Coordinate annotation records
· · · ·

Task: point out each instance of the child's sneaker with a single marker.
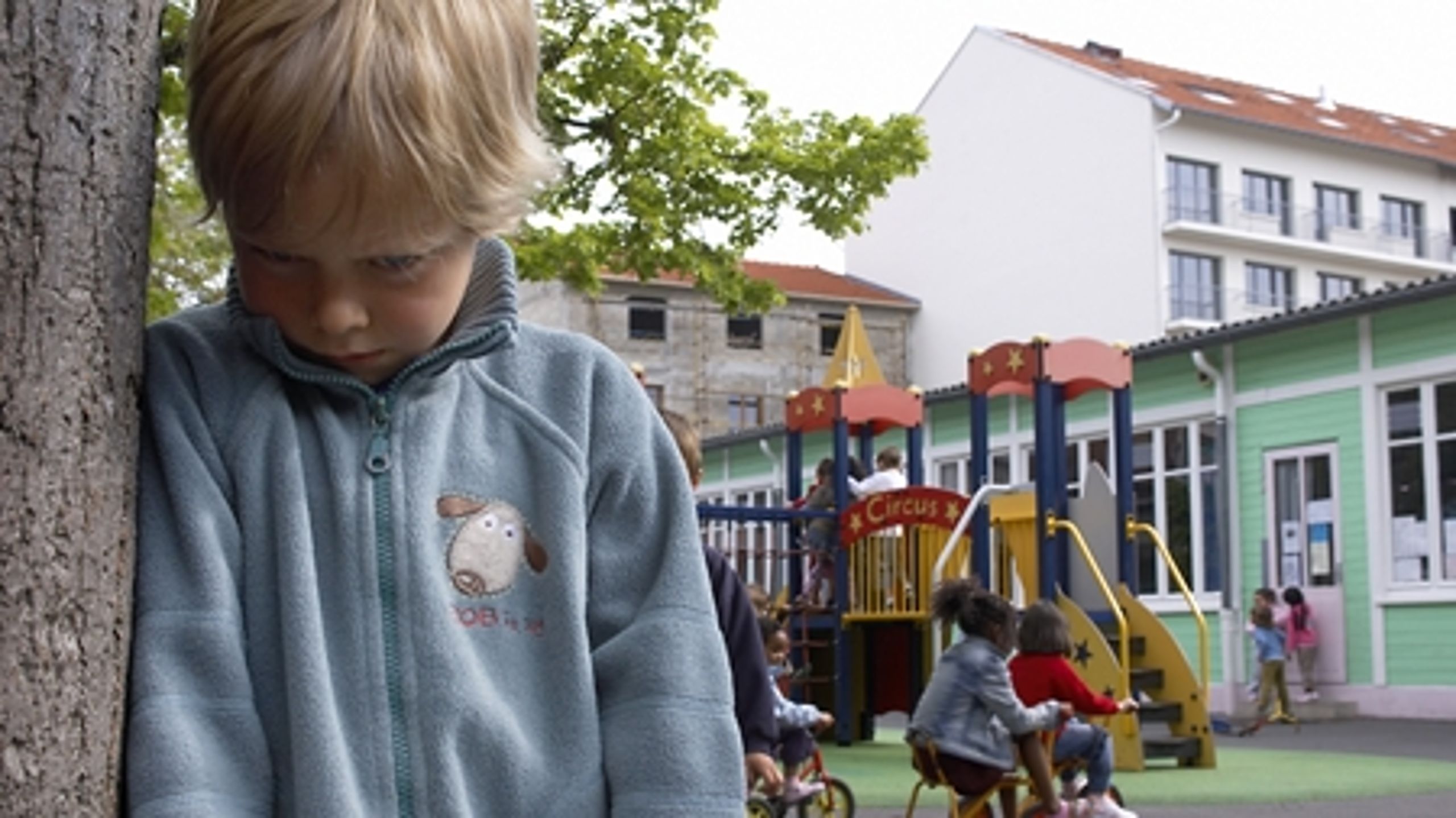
(1108, 808)
(797, 791)
(1072, 790)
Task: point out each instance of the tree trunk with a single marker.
(77, 98)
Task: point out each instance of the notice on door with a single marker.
(1321, 548)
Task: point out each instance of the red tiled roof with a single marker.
(804, 281)
(1264, 105)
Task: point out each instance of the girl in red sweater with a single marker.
(1040, 671)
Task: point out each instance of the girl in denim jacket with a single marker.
(970, 709)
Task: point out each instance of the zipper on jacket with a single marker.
(378, 463)
(380, 468)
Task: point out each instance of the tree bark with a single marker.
(77, 104)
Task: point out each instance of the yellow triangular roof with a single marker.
(854, 360)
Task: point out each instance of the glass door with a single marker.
(1304, 545)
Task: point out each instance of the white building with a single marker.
(729, 373)
(1074, 191)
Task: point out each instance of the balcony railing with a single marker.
(1308, 225)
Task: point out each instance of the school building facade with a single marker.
(1314, 449)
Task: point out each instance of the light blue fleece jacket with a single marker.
(970, 708)
(474, 591)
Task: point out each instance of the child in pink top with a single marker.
(1301, 640)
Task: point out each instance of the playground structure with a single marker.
(1024, 542)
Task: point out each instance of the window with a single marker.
(1335, 207)
(647, 318)
(1193, 191)
(948, 475)
(830, 323)
(1270, 286)
(746, 333)
(1267, 196)
(956, 474)
(1334, 286)
(1176, 487)
(1194, 286)
(1401, 219)
(1420, 430)
(744, 412)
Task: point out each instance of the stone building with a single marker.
(730, 373)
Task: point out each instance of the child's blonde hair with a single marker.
(435, 98)
(1044, 630)
(688, 443)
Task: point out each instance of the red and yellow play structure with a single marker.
(1025, 542)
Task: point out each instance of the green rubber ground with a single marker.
(880, 775)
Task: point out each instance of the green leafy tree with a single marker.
(188, 255)
(670, 164)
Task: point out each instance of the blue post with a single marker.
(867, 447)
(1059, 482)
(979, 476)
(843, 667)
(1047, 456)
(1123, 484)
(915, 475)
(796, 488)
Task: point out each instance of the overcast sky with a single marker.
(878, 57)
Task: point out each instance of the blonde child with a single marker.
(1040, 671)
(970, 709)
(1301, 640)
(797, 723)
(401, 554)
(1270, 651)
(1263, 599)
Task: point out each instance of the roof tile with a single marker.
(1261, 105)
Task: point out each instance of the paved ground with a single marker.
(1366, 737)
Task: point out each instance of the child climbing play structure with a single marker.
(1034, 542)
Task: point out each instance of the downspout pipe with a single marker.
(1222, 491)
(1221, 422)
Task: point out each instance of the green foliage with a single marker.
(653, 181)
(188, 255)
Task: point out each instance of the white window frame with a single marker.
(1436, 587)
(1167, 591)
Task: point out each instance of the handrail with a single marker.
(982, 495)
(1133, 529)
(1124, 645)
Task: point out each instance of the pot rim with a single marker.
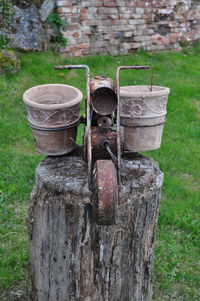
(43, 106)
(163, 91)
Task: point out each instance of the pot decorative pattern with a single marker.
(132, 108)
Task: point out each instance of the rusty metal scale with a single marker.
(103, 142)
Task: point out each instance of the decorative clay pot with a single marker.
(53, 114)
(142, 116)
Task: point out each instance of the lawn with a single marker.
(177, 256)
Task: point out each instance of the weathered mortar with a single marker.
(118, 27)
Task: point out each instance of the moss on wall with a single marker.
(9, 62)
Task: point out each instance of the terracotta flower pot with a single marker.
(53, 114)
(143, 111)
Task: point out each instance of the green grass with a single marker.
(177, 258)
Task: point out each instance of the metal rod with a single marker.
(88, 127)
(136, 67)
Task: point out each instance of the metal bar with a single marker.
(136, 67)
(88, 127)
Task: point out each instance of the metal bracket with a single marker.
(88, 127)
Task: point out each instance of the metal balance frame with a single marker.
(103, 141)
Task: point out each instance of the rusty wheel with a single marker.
(105, 191)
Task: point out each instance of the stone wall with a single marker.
(121, 26)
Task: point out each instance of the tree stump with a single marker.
(74, 259)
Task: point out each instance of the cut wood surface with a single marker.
(74, 259)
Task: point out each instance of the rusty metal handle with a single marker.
(136, 67)
(89, 148)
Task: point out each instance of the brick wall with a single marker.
(121, 26)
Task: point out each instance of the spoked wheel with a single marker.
(105, 191)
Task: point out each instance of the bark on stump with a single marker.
(74, 259)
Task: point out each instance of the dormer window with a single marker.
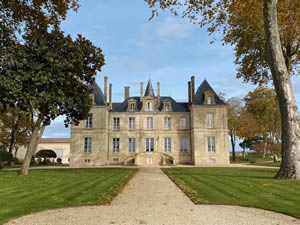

· · · ·

Exercise instructions
Reproduce verbatim the lines of the records above that run between the line containing "Task: point out each instance of the window" and the line containing "(1025, 542)", inclusive.

Result of the exercise
Task: point out each instance of the window with a single marker.
(1335, 207)
(647, 318)
(1193, 191)
(948, 475)
(830, 323)
(1270, 286)
(746, 333)
(1267, 196)
(956, 474)
(1334, 286)
(1176, 487)
(1194, 286)
(1401, 219)
(1420, 430)
(744, 412)
Task: point out each instance of the stone building with a single marker.
(730, 373)
Task: point out each instance of the child's blonde hair with a single marker.
(435, 98)
(1044, 630)
(688, 443)
Task: point out each instance of the red and yellow play structure with a single marker.
(1025, 542)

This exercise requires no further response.